My days, I've haven't heard such a load of waffle for a long time. The site has a policy about advertising, why should they carry your ad for free? Whether you are proud of it or not is no import, the designers and owners of MT are equally proud of it, why would you want to do them out of the small amount of revenue you ad would bring in when they do this for free? I don't, never have nor ever would break bricks so no I'm not 'proud' of such things, nor do I appreciate brown nosing.


----------



## Gerry Seymour (Sep 16, 2016)

stungunsusa said:


> I don't know Tez, did the presence of my website put any temptation upon you to click the link and visit it. I have absolutely no qualms whatsoever about telling you precisely why I have my website in my signature. It's my work, with several hours of suffering I made it, im proud of it. I put a lot of work into it, so therefore it very much belongs in my signature just as you masters of martial arts breaking bricks into dust do as a portrait. You are proud of it and rightfully so!
> 
> Secondly, we no longer live in a world where it's whoever has the lowest prices, and the smoothest silver tongue that makes his milk money. A complex systematic devised by the new superpower of the world, aka google, essentially wants people and their websites to be within relation to whatever they are selling, discussing, doing at all period! So by taking this verbal assault, and attempting to acquire knowledge, I might get my black belt in SEO someday
> 
> So i'll either be banned, or blessed with you gentlemen's wealth of knowledge which I would greatly appreciate.


It's in the Terms of Service you agreed to when you registered. For obvious reasons, the site owners placed limits on advertising. As you have your business, they have theirs.


----------



## Dirty Dog (Sep 16, 2016)

Folks... let the moderation team worry about what's allowed under the TOS, ok? If you have an issue, hit the report button. If you go after someone in the forums, you're as likely to end up getting reported yourself.

▸ **Prompt**
According to the forum thread, where are the site's limits on advertising set out?

▸ **Dataset entries**
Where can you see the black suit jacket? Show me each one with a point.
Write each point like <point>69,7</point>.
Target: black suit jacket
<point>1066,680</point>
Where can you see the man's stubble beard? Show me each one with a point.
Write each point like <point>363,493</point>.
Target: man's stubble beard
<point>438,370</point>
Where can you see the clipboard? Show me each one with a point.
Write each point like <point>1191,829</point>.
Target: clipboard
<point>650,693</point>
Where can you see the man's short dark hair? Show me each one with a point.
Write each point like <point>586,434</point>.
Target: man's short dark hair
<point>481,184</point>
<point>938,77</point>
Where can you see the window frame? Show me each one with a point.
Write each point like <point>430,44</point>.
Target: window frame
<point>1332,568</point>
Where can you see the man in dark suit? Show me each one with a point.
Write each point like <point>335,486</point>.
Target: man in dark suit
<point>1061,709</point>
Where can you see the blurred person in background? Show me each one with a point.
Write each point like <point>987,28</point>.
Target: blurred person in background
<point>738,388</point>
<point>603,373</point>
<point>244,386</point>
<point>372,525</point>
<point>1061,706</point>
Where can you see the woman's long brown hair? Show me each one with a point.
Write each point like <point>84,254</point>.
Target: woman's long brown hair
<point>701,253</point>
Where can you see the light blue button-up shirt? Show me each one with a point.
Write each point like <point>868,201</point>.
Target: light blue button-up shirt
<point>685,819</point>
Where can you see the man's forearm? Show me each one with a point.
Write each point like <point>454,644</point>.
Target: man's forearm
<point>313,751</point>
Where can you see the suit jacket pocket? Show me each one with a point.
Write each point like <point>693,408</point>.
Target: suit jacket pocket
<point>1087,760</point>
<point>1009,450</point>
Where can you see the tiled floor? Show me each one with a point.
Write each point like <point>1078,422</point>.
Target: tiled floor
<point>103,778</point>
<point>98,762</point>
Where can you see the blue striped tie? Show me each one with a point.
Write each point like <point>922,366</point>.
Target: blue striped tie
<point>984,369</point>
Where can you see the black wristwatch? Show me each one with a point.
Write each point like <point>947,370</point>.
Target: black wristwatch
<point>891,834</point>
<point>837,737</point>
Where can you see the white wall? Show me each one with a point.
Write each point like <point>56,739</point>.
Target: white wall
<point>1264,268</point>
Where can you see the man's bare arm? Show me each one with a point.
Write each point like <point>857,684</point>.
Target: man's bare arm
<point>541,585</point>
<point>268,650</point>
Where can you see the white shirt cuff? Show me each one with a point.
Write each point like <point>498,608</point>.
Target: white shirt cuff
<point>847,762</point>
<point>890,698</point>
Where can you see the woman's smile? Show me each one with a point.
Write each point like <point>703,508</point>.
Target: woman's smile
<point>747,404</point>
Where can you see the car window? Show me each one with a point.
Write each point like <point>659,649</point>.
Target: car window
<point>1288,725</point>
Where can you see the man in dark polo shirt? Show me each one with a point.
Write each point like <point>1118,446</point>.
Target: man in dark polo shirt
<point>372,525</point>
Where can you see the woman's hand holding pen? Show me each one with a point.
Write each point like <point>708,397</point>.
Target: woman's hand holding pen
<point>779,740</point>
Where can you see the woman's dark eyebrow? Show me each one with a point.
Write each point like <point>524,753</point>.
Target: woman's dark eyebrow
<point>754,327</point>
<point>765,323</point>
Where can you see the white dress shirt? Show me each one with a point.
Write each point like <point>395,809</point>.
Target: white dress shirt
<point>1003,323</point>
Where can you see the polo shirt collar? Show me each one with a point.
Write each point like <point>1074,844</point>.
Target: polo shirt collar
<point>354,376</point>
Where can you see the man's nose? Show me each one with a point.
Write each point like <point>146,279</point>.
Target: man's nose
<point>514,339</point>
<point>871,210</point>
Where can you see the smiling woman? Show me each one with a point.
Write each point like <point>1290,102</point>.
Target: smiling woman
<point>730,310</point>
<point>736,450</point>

▸ **The answer**
In the Terms of Service that members agree to when they register.